• **VORLIEGENDER TEXT**
Ein bewegtes
Musikerleben
Lebensstationen
Die Ausstellung lenkt zunächst den Blick auf die wesentlichen Lebensstationen von Julius Otto Grimm. Sie thematisiert etwa sein Wirken als Hauslehrer in St. Petersburg, behandelt die prägende Ausbildungszeit in Leipzig und widmet sich schließlich der längeren Phase von der Familiengründung bis zur beruflichen Etablierung (Göttingen und Münster). Die Schau dokumentiert aber nicht nur den Werdegang Grimms, sie spürt auch seinem Nachruhm nach.
Pernau/Dorpat/St. Petersburg
Julius Otto Grimm kommt am 6. März 1827 als Sohn deutschstämmiger Eltern im livländischen Pernau zur Welt. Vater und Mutter sterben früh und so wächst er ab 1833 gemeinsam mit dem älteren Bruder August bei Verwandten auf. Nach der Gymnasialzeit geht er 1844 nach Dorpat und nimmt hier ein Studium der Philologie auf. In diese Zeit datieren nicht nur erste Kompositionsversuche, sondern auch eine – vielfach als schicksalshaft beschriebene – Begegnung mit Clara und Robert Schumann. Nach dem Oberlehrer-Examen im Jahre 1848 zieht Grimm nach St. Petersburg und wird Hauslehrer bei Kommerzienrat Karl Tunder. Ein besonderes Verhältnis bestand offenbar zu dessen Tochter Marie. Grimm vertont einige ihrer Gedichte und widmet ihr später auch seine Sechs Lieder op. 1.
Einen Wendepunkt im Leben Grimms markiert der Beginn des
Studiums am
Leipziger Konservatorium. Darauf setzte der junge
Komponist offenbar all seine künstlerischen Hoffnungen. Dass die
Reisevorbereitungen zu Beginn des Jahres 1851 sehr
nervenaufreibend waren, dokumentieren die Briefe an seinen
Bruder.
In
einem Schreiben vom 14. Januar 1851 heißt es etwa:
„[…] Aber vor allen Dingen beschleunige die Ausfertigung
meines
Paßes, wenn dies in Deiner Macht steht, – ich lebe in
einer unbeschreiblichen Angst und Spannung zwischen Furcht und
Hoffnung
aufgehängt. Diese Tage entscheiden über mein
ganzes Leben. Wird mir nach Vorzeigung meines Paßes von oben her
ein
Reisepaß fürs Ausland abgeschlagen, so bin ich
gelähmt, vielleicht für immer, – angewiesen auf eine kümmerliche
Existenz, da meine bisherigen Stunden mich kaum vom
Hungertod retten und ich nicht weiß, wie ich zu mehr Kundschaft
gelangen
soll. Ans Ausland ist dann, für 10 Jahre
vielleicht, nicht zu denken, und mittlerweile verliere ich meine
Jugend
und die Fähigkeit allerhand aufzunehmen; jetzt
dagegen würde ich wie ein Blutegel die Meister aussaugen und
mich
mit
ganzer Seele in die Kunst hineinstürzen. Gott
Gott! Ich fiebere, wenn ich in mein unmenschliches Glück, oder
in
den
bodenlosen Abgrund vor mir hineinzuschauen wage,
und kann doch keinen anderen Gedanken denken, als diesen. […]“
Leipzig
Ab 1851 studiert Grimm am Leipziger Konservatorium. Zu seinen Lehrern zählen u.a.

• **DATENSÄTZE**
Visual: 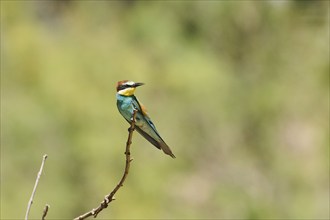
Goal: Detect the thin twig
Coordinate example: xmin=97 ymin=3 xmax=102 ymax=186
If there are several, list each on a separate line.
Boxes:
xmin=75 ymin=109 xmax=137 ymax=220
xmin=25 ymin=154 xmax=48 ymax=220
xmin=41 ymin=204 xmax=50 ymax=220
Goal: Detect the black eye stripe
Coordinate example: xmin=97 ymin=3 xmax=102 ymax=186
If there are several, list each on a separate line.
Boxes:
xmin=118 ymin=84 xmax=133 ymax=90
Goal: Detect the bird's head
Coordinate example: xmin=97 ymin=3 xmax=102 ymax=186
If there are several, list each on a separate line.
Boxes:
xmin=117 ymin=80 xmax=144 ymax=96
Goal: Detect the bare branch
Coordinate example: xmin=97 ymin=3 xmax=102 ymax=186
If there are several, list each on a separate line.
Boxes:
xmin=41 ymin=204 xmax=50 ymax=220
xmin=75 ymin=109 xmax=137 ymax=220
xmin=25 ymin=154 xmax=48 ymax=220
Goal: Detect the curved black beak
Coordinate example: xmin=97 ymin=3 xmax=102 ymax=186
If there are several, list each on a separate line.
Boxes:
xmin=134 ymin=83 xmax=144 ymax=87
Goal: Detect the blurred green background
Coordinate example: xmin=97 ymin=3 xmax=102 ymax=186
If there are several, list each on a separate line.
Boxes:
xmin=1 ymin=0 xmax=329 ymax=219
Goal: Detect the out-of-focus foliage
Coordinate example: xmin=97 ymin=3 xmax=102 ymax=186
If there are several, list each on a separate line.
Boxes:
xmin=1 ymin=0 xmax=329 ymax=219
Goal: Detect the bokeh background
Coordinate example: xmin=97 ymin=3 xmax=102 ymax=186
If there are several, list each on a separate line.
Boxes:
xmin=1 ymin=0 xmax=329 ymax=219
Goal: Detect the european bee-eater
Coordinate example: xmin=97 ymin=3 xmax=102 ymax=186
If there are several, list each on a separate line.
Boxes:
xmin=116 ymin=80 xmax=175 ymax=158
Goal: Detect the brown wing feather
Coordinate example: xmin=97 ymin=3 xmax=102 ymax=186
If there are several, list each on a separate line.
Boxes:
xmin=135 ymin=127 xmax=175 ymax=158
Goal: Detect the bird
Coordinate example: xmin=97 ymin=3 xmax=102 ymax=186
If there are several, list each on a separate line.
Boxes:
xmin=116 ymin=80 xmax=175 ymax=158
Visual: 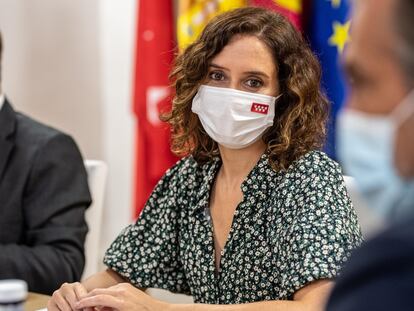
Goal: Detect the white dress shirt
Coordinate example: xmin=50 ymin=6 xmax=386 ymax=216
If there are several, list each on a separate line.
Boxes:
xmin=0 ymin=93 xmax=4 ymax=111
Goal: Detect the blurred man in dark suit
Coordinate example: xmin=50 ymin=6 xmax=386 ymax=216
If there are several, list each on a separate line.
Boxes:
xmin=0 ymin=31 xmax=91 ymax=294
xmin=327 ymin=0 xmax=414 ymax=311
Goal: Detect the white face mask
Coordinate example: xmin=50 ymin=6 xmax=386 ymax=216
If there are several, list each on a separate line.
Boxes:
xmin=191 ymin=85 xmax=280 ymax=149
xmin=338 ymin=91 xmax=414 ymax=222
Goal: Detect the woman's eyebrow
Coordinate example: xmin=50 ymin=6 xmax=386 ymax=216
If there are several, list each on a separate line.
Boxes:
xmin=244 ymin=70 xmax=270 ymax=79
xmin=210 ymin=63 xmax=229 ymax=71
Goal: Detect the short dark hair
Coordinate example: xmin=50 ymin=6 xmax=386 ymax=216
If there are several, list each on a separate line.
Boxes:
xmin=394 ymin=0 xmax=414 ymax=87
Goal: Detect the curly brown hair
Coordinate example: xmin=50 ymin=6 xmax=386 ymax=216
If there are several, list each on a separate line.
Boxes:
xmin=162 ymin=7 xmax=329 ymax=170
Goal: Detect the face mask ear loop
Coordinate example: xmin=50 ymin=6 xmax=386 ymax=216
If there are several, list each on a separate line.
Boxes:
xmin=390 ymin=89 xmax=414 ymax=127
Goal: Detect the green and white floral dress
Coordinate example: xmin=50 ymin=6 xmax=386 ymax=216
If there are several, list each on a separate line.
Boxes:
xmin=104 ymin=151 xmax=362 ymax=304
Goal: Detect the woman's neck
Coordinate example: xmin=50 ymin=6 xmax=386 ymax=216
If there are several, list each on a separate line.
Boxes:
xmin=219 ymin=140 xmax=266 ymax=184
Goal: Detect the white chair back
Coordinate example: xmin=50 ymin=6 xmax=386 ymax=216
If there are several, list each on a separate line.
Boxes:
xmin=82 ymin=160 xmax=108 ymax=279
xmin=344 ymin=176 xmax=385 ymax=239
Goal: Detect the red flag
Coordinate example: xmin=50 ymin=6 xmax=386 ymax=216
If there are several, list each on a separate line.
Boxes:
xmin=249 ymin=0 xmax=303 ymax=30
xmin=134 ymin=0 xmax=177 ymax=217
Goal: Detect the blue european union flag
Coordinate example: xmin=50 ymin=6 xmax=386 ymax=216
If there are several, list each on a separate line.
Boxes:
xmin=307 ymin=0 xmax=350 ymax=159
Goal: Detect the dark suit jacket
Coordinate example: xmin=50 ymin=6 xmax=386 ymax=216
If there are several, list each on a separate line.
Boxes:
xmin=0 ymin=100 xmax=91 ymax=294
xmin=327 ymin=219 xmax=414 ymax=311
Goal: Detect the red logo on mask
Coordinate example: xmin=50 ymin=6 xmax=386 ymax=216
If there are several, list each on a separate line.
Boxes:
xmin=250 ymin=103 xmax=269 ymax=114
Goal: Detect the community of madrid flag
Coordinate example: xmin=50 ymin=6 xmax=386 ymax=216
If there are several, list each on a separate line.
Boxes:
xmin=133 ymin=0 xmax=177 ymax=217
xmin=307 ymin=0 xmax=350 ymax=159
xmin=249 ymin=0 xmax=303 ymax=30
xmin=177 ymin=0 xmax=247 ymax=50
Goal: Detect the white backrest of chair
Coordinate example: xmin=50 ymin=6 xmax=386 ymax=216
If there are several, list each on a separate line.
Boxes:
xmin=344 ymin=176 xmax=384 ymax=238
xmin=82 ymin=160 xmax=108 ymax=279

• **AUFGABEN BEARBEITEN**
**1.** Wann und wo wurde Julius Otto Grimm laut dem Text über sein Musikerleben geboren?
**2.** Nimm den Text über das Musikerleben von Julius Otto Grimm an der Stelle wieder auf, an der er endet, und schreibe ihn weiter.
Die Datensätze spielen hierfür keine Rolle.

• **ERGEBNISSE**
**1.** Am 6. März 1827 im livländischen Pernau.

**2.**
Julius
Rietz, Moritz Hauptmann und
Ignaz Moscheles. Eine noch dreisätzige Frühfassung seiner d-Moll-Sinfonie gelangt am
19.
Juni 1852 im Rahmen einer
öffentlichen Hauptprüfung erstmals zur Aufführung. Als Brahms im Herbst 1853 in
Leipzig
weilt, lernt er Grimm kennen und
wohnt bei ihm. Es ist der Beginn einer lebenslangen Freundschaft. Die beiden
aufstrebenden
Komponisten, deren erste
Werke in unmittelbarer zeitlicher Nähe bei Breitkopf & Härtel erscheinen, halten
sich in
der
Folge u.a. in Hannover
(Kontakt zu Joseph Joachim, Franz Wüllner u.a.) und Düsseldorf auf. Nach Robert
Schumanns
Selbstmordversuch stehen sie
Clara bei.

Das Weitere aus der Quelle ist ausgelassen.